— BEGIN —

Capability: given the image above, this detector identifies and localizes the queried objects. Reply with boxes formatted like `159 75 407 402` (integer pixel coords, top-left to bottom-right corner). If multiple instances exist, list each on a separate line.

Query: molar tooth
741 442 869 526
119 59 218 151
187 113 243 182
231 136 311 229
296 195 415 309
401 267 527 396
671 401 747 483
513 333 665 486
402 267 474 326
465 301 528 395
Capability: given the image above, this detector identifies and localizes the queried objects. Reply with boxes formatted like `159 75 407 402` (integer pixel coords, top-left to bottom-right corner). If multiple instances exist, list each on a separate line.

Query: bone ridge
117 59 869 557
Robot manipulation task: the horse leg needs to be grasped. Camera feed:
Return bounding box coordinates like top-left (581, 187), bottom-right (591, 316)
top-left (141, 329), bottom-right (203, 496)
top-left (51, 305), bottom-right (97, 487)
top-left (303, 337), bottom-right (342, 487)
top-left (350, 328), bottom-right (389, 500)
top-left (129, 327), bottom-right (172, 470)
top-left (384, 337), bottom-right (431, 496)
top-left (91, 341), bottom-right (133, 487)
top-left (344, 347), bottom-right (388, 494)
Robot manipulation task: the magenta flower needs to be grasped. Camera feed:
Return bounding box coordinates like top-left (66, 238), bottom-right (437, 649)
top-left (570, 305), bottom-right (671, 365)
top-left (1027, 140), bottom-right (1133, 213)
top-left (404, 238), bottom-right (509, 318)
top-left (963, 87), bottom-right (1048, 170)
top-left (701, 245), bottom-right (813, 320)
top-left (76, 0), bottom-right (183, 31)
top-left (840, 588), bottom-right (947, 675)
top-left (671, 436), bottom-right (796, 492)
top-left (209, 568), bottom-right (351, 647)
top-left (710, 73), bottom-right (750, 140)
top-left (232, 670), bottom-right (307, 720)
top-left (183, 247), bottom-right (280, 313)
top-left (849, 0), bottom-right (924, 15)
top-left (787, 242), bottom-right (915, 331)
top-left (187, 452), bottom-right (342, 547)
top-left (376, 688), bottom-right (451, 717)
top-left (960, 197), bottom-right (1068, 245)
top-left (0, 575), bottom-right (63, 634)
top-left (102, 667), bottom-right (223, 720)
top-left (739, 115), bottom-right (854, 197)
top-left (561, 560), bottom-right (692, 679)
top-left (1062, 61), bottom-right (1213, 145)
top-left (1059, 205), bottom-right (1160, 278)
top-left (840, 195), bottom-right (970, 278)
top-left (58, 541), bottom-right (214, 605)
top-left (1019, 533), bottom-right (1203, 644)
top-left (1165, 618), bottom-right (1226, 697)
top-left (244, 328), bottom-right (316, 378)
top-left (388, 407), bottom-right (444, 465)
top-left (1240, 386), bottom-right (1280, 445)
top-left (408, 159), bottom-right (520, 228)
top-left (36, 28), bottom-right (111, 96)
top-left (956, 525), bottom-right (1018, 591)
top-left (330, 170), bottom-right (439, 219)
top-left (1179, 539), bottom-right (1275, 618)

— END —

(WORK TO BE COMPLETED): Could you give all of these lines again with "Camera feed" renamed to "Camera view" everywhere it appears, leaving everything else unchanged?

(FULL SOLUTION):
Capability: given the image above, this detector identifies and localizes the queried objects. Reply with boxes formatted like `159 75 407 402` (integer pixel coords, top-left to bottom-right corner). If multiple instances exist, list each on a separate line.

Query: molar tooth
741 442 869 526
119 59 218 151
187 113 243 182
231 136 311 229
296 195 415 309
401 267 527 396
671 401 747 483
513 333 665 486
402 267 474 326
465 301 528 395
Capability: given the image above, this detector identifies and localizes the queried objects. Reply with boxes formatted like `159 75 407 402` (integer pixel coords, top-left to bottom-right corner). If multiple instances exist, list each on a separate line.

Query: bone ridge
117 59 869 557
Robot manipulation task: the horse leg needs to be grasped. Camera view:
Return bounding box coordinates like top-left (581, 187), bottom-right (591, 316)
top-left (141, 329), bottom-right (203, 496)
top-left (51, 305), bottom-right (97, 487)
top-left (303, 337), bottom-right (342, 487)
top-left (350, 328), bottom-right (389, 500)
top-left (129, 327), bottom-right (172, 470)
top-left (384, 337), bottom-right (431, 496)
top-left (91, 341), bottom-right (133, 487)
top-left (344, 347), bottom-right (388, 494)
Robot manipulation task: the magenta flower needs to be grasped. Camera view:
Return bounding box coordinates like top-left (66, 238), bottom-right (437, 649)
top-left (570, 305), bottom-right (671, 365)
top-left (1027, 140), bottom-right (1133, 213)
top-left (404, 238), bottom-right (509, 318)
top-left (963, 87), bottom-right (1048, 170)
top-left (701, 245), bottom-right (813, 320)
top-left (76, 0), bottom-right (183, 31)
top-left (840, 588), bottom-right (947, 675)
top-left (671, 436), bottom-right (796, 492)
top-left (209, 568), bottom-right (351, 647)
top-left (710, 73), bottom-right (750, 140)
top-left (232, 670), bottom-right (307, 720)
top-left (183, 247), bottom-right (280, 313)
top-left (849, 0), bottom-right (924, 15)
top-left (787, 242), bottom-right (915, 331)
top-left (187, 452), bottom-right (342, 547)
top-left (376, 688), bottom-right (451, 717)
top-left (960, 197), bottom-right (1068, 245)
top-left (0, 575), bottom-right (63, 634)
top-left (102, 667), bottom-right (223, 720)
top-left (739, 115), bottom-right (854, 197)
top-left (561, 560), bottom-right (692, 679)
top-left (1062, 61), bottom-right (1213, 145)
top-left (1059, 205), bottom-right (1160, 278)
top-left (840, 195), bottom-right (970, 278)
top-left (58, 541), bottom-right (214, 605)
top-left (1019, 533), bottom-right (1203, 644)
top-left (1165, 618), bottom-right (1226, 697)
top-left (244, 328), bottom-right (316, 378)
top-left (388, 407), bottom-right (444, 465)
top-left (1240, 386), bottom-right (1280, 445)
top-left (408, 159), bottom-right (520, 228)
top-left (36, 28), bottom-right (111, 96)
top-left (956, 525), bottom-right (1018, 591)
top-left (330, 170), bottom-right (439, 219)
top-left (1179, 539), bottom-right (1275, 618)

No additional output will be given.